**Description of the task:** Every line of the entries with the word "navy" in it should be shown.

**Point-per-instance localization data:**
● ● ● ● ●

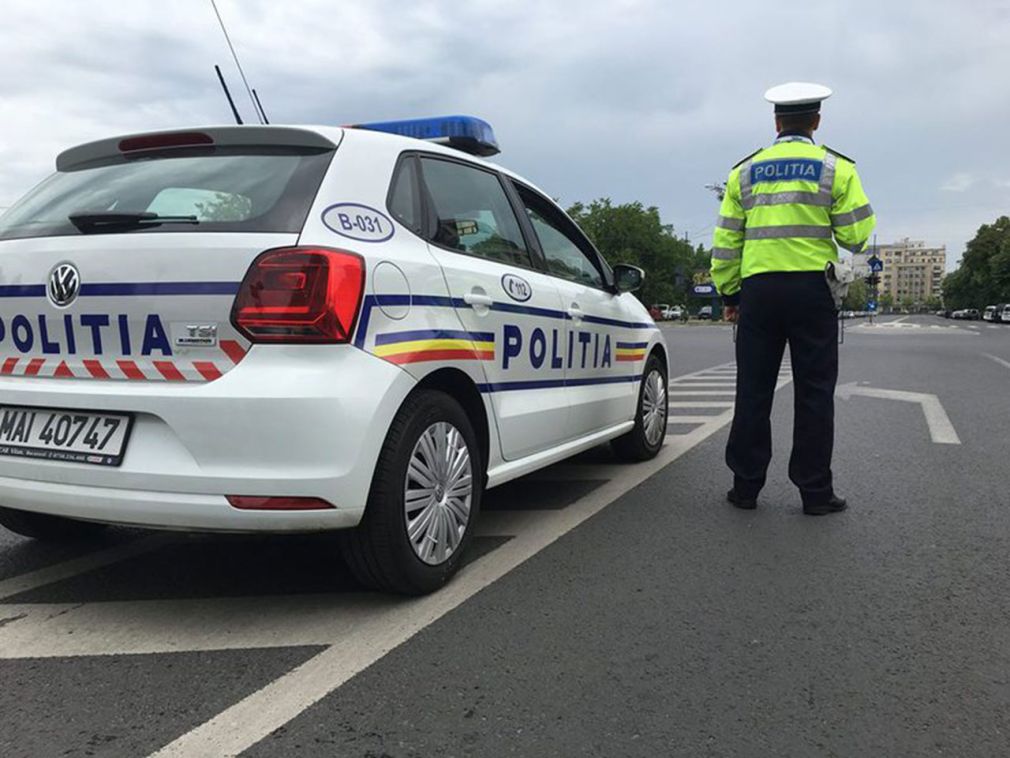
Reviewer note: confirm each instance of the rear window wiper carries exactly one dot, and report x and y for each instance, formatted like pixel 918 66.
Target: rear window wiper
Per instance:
pixel 91 221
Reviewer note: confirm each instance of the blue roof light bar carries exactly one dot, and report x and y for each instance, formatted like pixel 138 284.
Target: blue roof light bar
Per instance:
pixel 467 133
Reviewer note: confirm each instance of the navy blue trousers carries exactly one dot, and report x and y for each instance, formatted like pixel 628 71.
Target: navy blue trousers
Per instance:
pixel 776 309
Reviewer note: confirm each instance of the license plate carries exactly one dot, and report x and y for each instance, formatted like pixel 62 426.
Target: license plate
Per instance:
pixel 64 435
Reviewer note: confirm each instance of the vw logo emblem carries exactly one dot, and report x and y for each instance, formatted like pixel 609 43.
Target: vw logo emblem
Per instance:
pixel 65 284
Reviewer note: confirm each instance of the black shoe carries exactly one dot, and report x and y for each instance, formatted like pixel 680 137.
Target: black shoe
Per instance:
pixel 834 505
pixel 746 503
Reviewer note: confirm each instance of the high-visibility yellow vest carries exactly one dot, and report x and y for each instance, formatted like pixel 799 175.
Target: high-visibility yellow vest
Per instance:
pixel 782 207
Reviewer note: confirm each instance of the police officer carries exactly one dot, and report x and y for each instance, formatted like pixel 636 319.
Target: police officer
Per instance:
pixel 773 242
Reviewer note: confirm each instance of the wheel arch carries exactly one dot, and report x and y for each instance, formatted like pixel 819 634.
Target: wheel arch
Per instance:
pixel 461 387
pixel 660 350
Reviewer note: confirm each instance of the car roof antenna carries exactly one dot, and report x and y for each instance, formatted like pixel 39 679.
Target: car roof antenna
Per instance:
pixel 263 113
pixel 227 94
pixel 234 56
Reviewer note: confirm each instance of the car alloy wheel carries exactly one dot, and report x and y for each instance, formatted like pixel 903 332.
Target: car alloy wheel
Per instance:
pixel 438 488
pixel 653 407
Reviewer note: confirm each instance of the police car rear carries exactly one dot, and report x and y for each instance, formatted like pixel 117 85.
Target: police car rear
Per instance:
pixel 287 328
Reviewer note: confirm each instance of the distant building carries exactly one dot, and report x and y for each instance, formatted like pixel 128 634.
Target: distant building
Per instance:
pixel 912 271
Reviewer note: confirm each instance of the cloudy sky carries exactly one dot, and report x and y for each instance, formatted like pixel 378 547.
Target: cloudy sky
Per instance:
pixel 643 100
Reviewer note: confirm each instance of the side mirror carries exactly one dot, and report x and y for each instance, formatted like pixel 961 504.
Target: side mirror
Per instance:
pixel 627 278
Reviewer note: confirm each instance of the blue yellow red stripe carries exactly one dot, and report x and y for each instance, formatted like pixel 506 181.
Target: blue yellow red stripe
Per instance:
pixel 434 345
pixel 630 351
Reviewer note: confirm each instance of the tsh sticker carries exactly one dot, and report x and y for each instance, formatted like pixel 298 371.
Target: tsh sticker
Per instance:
pixel 358 221
pixel 194 335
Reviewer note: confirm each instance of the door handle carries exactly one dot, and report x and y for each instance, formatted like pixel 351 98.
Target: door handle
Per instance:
pixel 478 298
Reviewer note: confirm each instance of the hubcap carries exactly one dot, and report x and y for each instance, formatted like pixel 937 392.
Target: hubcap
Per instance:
pixel 437 493
pixel 653 408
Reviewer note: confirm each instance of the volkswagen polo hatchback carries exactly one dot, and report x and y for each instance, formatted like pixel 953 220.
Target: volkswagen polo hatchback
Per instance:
pixel 304 328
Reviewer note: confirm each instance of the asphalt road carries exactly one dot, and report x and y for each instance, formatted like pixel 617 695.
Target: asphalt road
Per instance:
pixel 607 610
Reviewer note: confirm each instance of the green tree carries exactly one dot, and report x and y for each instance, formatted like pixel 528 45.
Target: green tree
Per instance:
pixel 633 233
pixel 857 295
pixel 983 278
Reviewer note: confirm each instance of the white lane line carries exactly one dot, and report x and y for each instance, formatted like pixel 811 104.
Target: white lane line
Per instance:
pixel 256 717
pixel 941 431
pixel 699 404
pixel 703 392
pixel 721 385
pixel 1000 361
pixel 695 418
pixel 59 572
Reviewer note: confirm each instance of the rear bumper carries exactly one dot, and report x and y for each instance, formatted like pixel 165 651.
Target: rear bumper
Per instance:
pixel 289 420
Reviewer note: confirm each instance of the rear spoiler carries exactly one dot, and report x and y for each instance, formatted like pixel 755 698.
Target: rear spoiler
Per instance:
pixel 250 136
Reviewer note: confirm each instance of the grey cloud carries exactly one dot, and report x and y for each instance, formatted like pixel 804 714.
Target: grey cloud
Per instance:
pixel 634 99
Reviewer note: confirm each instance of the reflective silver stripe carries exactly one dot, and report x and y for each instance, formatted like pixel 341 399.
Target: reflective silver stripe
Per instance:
pixel 853 248
pixel 786 198
pixel 728 222
pixel 789 230
pixel 726 254
pixel 746 191
pixel 827 177
pixel 843 219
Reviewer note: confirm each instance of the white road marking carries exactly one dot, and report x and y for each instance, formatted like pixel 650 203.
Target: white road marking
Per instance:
pixel 696 418
pixel 358 629
pixel 67 569
pixel 940 430
pixel 700 404
pixel 998 360
pixel 256 717
pixel 705 392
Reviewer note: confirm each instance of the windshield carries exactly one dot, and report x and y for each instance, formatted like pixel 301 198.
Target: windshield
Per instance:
pixel 224 189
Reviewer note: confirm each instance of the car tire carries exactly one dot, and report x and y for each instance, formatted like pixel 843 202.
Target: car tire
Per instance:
pixel 380 552
pixel 645 439
pixel 45 528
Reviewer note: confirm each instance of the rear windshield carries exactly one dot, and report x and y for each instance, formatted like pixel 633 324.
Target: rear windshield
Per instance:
pixel 225 189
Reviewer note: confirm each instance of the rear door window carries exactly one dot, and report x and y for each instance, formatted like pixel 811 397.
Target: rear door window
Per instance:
pixel 566 252
pixel 223 189
pixel 472 213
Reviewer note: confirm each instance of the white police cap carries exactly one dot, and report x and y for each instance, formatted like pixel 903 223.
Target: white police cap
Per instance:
pixel 798 97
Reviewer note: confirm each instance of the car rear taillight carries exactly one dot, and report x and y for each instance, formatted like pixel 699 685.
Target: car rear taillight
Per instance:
pixel 168 139
pixel 251 502
pixel 300 295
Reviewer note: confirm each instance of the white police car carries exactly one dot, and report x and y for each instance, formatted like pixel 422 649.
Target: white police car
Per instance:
pixel 300 328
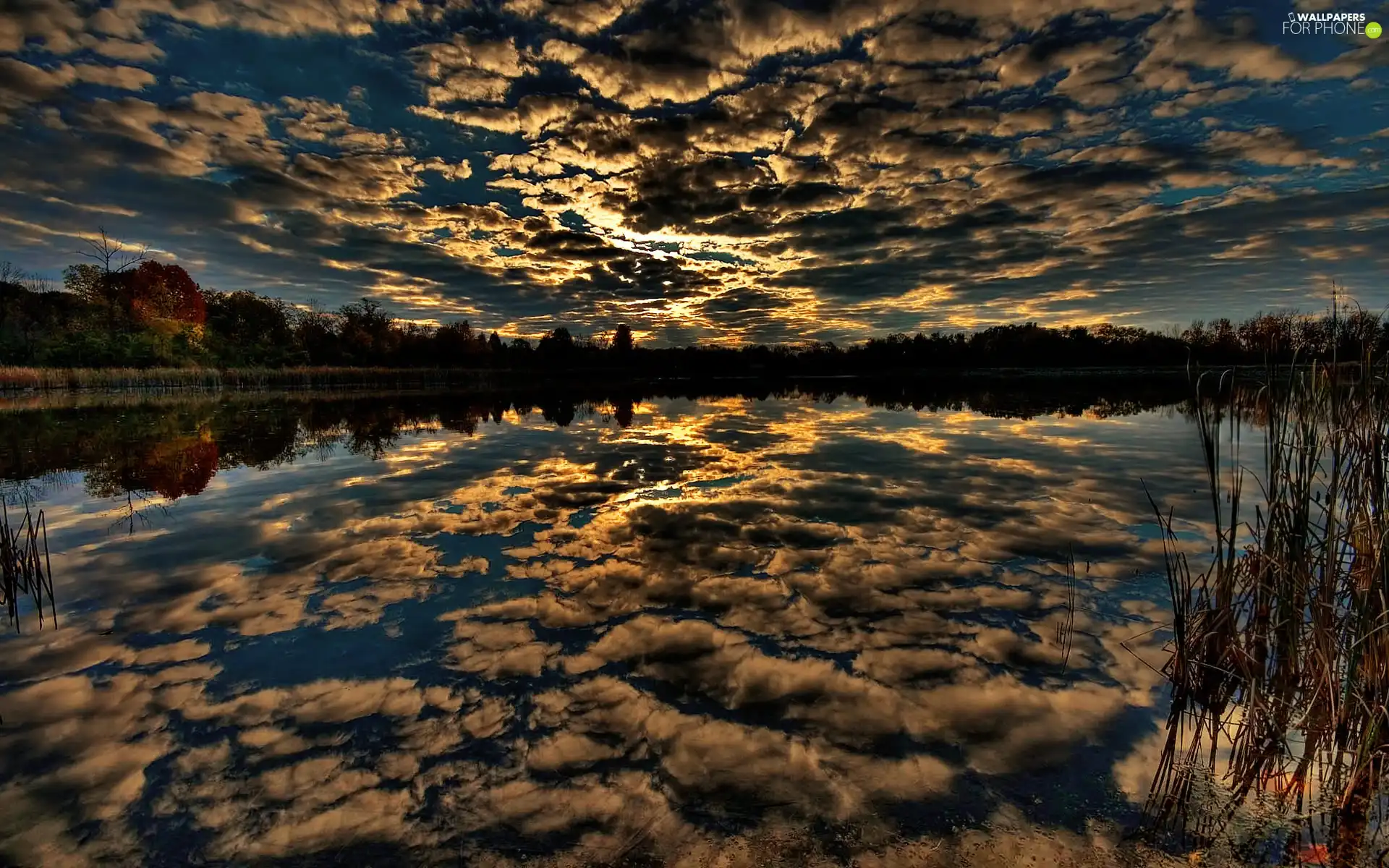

● ● ● ● ●

**Solution to this task:**
Reviewer note: confirm each instance of the navy blue trousers carries exactly one dot, and report x and y for each instance, formatted like pixel 628 71.
Target: navy blue trousers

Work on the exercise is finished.